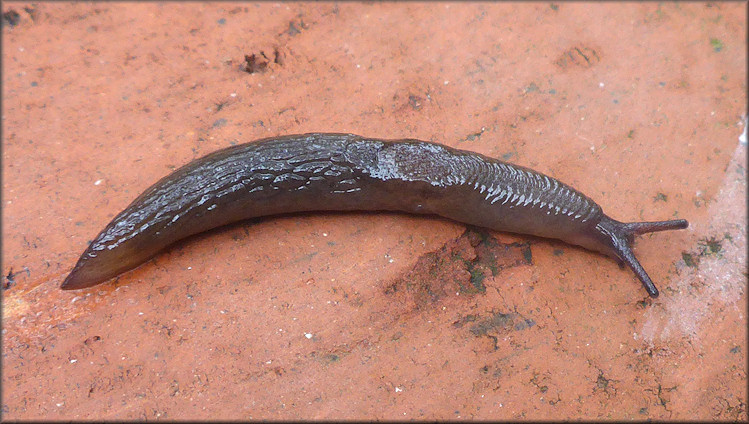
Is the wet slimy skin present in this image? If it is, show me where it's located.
[61,133,688,297]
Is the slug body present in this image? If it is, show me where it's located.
[61,133,688,297]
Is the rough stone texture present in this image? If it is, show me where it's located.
[2,2,747,420]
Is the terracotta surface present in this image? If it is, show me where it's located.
[2,2,747,420]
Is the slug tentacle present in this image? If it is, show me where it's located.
[596,216,689,297]
[61,133,687,296]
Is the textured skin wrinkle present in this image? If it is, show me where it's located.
[62,134,686,295]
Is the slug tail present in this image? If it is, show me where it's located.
[596,217,689,298]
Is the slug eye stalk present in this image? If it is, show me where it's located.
[596,218,689,298]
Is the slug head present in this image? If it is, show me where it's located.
[596,215,689,297]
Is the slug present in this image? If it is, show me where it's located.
[61,133,689,297]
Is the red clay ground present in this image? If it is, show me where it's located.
[2,2,747,420]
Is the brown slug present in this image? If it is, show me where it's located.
[61,133,689,297]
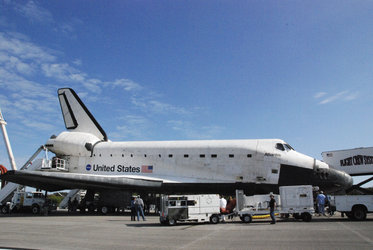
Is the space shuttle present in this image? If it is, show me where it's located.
[1,88,353,194]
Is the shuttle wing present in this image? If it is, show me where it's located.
[1,170,162,191]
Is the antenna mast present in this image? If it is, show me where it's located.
[0,109,17,170]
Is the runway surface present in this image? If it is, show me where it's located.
[0,213,373,250]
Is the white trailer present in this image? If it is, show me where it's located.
[159,194,220,226]
[2,191,56,214]
[236,185,315,223]
[332,195,373,220]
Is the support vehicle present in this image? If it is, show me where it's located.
[2,191,56,214]
[159,194,220,226]
[236,185,315,223]
[331,195,373,220]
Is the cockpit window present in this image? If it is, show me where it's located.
[276,143,285,151]
[284,144,294,150]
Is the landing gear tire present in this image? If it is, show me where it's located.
[293,213,302,220]
[352,207,367,220]
[1,205,9,214]
[100,206,109,215]
[31,204,40,214]
[241,214,253,223]
[301,213,312,222]
[210,214,219,224]
[345,212,354,220]
[168,218,176,226]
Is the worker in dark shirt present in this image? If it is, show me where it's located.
[269,194,276,224]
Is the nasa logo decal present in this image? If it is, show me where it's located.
[85,164,92,171]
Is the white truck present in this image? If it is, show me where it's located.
[331,195,373,220]
[2,191,55,214]
[236,185,315,223]
[159,194,220,226]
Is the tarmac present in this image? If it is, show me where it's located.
[0,211,373,250]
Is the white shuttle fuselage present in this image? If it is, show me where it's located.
[2,89,352,194]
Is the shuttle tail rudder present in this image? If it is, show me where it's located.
[58,88,107,141]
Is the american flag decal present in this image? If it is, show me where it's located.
[141,166,153,173]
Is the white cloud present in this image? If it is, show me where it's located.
[313,92,326,99]
[14,0,53,23]
[315,90,359,105]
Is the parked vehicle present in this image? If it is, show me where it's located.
[159,194,220,226]
[332,195,373,220]
[2,191,57,214]
[236,185,315,223]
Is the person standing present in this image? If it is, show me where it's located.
[220,195,227,222]
[316,191,326,216]
[269,194,276,224]
[135,195,146,221]
[131,196,136,221]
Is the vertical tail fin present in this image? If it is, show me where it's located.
[58,88,107,141]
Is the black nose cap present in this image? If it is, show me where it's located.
[329,168,353,190]
[313,168,353,192]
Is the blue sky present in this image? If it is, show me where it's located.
[0,0,373,185]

________________

_INSTRUCTIONS FOR THE TASK_
Rescale the records from the line with "Is the antenna" down to the line with "[284,144,294,150]", both lines included. Write out every line in that range, requests too, and multiply each bounding-box coordinate in the answers by 1.2, rounding to whole numbers with halves rounded up.

_RESPONSE FOR THIS EXERCISE_
Is the antenna mast present in this image? If it is, show me where it's located.
[0,131,20,204]
Is the runway surface present in this image? If it is, show me where it's located.
[0,256,448,300]
Is the white trailer present in this image? If it is, show me where it's located.
[191,233,264,271]
[2,229,67,257]
[283,222,378,268]
[398,234,448,264]
Is the support vehicle present in this image? If it is, show me where it's located.
[2,229,67,257]
[191,233,264,271]
[283,222,378,268]
[397,234,448,264]
Is the cockpit window present in this image? If it is, show me where it's located.
[331,172,342,181]
[341,173,353,180]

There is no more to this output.